▶ INSTRUCTIONS TO FOLLOW:
Copy out the data below, substituting "image" for each "photograph" and keeping everything else unchanged. Leave the pictures out of your answer.

▶ RECORDS SHOWN:
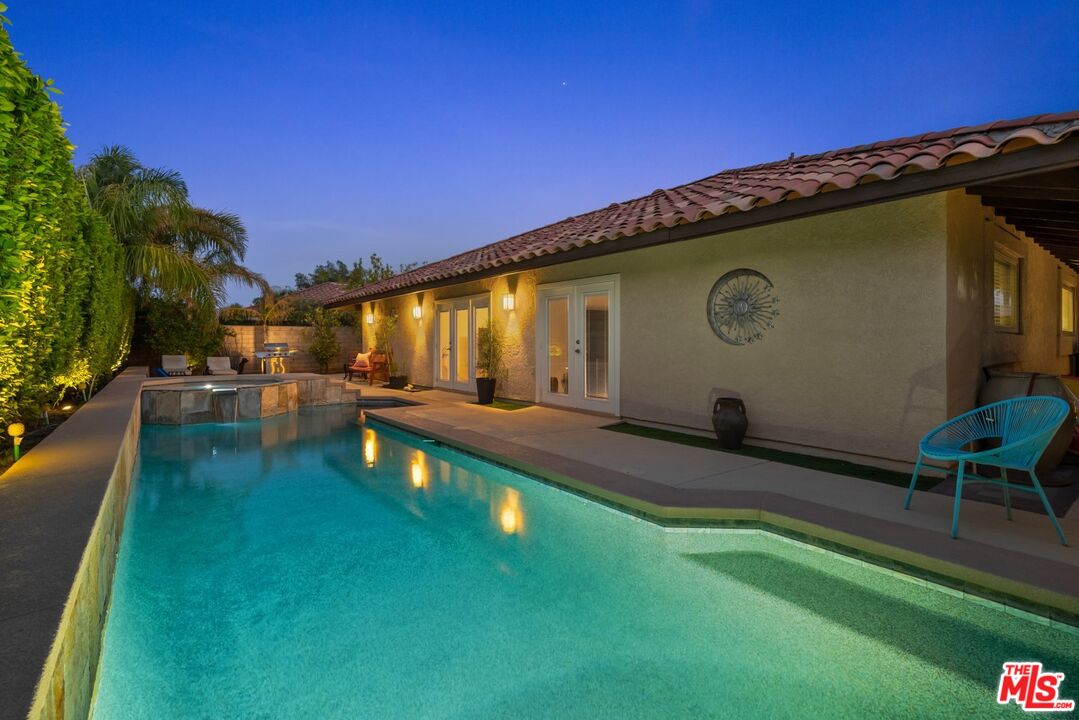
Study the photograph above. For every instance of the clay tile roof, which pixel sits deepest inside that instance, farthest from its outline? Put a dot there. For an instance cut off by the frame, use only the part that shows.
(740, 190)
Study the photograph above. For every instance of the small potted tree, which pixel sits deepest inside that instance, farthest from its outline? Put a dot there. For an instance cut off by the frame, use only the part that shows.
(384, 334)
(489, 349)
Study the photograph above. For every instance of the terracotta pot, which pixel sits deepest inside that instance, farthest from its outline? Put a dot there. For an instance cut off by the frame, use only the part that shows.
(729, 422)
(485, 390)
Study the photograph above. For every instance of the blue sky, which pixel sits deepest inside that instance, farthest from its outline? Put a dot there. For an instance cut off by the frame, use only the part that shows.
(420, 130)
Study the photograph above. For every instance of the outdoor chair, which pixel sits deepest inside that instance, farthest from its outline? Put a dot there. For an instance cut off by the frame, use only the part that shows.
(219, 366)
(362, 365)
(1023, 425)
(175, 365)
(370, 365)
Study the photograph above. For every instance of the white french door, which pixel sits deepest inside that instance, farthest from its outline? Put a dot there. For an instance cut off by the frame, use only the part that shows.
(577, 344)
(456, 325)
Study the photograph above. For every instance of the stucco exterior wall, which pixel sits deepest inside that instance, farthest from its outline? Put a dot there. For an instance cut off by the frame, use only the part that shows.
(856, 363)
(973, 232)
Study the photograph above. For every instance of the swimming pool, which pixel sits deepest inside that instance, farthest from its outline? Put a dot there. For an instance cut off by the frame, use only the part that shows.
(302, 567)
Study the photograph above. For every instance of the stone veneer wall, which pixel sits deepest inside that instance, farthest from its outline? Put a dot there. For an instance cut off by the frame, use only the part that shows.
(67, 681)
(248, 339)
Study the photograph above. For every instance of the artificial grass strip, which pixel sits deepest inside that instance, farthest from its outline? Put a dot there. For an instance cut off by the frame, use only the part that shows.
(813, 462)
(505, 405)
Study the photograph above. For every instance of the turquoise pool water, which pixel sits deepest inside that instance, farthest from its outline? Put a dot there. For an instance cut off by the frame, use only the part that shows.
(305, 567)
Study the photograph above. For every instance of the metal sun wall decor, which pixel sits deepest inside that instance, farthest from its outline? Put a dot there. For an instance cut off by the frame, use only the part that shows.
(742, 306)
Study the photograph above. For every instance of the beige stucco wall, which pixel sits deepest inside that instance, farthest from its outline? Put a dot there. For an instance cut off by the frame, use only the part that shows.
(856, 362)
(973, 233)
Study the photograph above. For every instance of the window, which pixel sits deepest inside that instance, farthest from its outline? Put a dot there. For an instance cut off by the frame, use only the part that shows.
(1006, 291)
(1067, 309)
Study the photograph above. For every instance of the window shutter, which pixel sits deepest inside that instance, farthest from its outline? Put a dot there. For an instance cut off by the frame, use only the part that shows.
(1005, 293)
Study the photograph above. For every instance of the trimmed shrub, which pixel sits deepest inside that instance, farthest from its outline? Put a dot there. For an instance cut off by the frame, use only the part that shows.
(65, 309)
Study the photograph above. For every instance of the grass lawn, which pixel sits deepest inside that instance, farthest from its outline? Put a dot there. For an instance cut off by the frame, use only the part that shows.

▶ TASK RESPONSE:
Study the image above. For every instance of the clay tile roof, which pixel sits deepest inside that instance, farthest from its outline? Put a dot there. For an instance cut off by the frame, use only the part that shows.
(740, 190)
Study the image above. For every instance of the small potted tree, which pixel sits deepest inside that instance, farthest from its outline? Put a dot there. For an instance cut off by the frame, use only the part that shows.
(384, 334)
(489, 349)
Study the image above. For every instance of the terracotta pot, which pixel sits deepest inside that instance, farthest from its outline? Put a dot there. For an instance cut off by the frame, use only the part that shows.
(729, 422)
(485, 390)
Study the image above. For every instance of the blue sky, which pixel sits deepest inside that instance, farthest from its outline? Put a dot there. For an instance cut off by the frame, use only the part that shows.
(420, 130)
Study the image above. For every instance of the outdoor chair, which pixel sits deepest inside that instance, farthest from its outline? Put a dot there. For an instance cut off by the frame, use only the part that shows.
(219, 366)
(362, 365)
(1023, 425)
(175, 365)
(370, 365)
Study the image above. For every instance of the white french door, which pixel sits deepest inside that instance, farthest from its outline? Put a dot there. For an instance cut off by the frame, use only the part that shows.
(577, 344)
(456, 325)
Study the image above. For every instance of the stucco exterior wall, which pixel sits deepest inside that instance, farthest from its outline? Put a dot there. For an instance cut off by the frame, use only the part that shows.
(856, 363)
(973, 232)
Study the image above. For every instance of the swimming pool, which pixel sits deepest inside that instance, farthest from its outline? Put a dot there. For an instance cut off by the frame, use only the part that shows.
(302, 567)
Study the image above. For every instance of the stone veneer wall, which pixel sits deepest inside that instance, farthest from its outline? Put a dot there. For an instance cut off by the frame, use only the part that shows.
(67, 681)
(248, 339)
Study the image above. For every instance of the artificial grass strip, which pixel sits deepest inside that instance, farthest from its outline? Put a dot there. For an instance cut off by the frame, use only the part that shows.
(813, 462)
(505, 405)
Study the image above. For every instance of the turquoise pool water, which pixel sits deepest inside that instance, farthest from its outline? Put a dot there. For an instance cut off by the frame, use only the part that shows.
(305, 567)
Study the image above. For every instance of the metal sun wall decor, which pixel sits deepest inside that instance, farthest from its outline? Put a dot there. For an instance cut off by the frame, use only the part that shows.
(742, 306)
Study the image above. For every instance of the beige stucco wall, which pixel sits deepest inside that instance, farthest from its outline? Put a dot there. For an instance cut off by the frame, use only the part that shows.
(856, 362)
(973, 233)
Study the image above. For every instance of the window, which pixel sits deepest inside that instance, farthest from its outline? Put a dot there. For an instance cut off by the frame, use only the part that shows.
(1006, 291)
(1067, 309)
Study the image above. For every instance of the window shutter, which pixel sits deepest inside that instance, farthest from its outline? Put a dot there. For an instance cut off by the frame, use only the part that shows.
(1005, 293)
Study the image above. For every instance of the trimmed shrub, which pixel sits deepest inside that instance, farthest from its outline? Put a dot there. For an instance cut off by the frame, use only the part that shows.
(65, 309)
Study the image above. For every instance of the grass lawn, which pixel sits deepest inside that instance, farthest from its outline? Put a dot there. For an instance cut off by the frame, use only the part that shows.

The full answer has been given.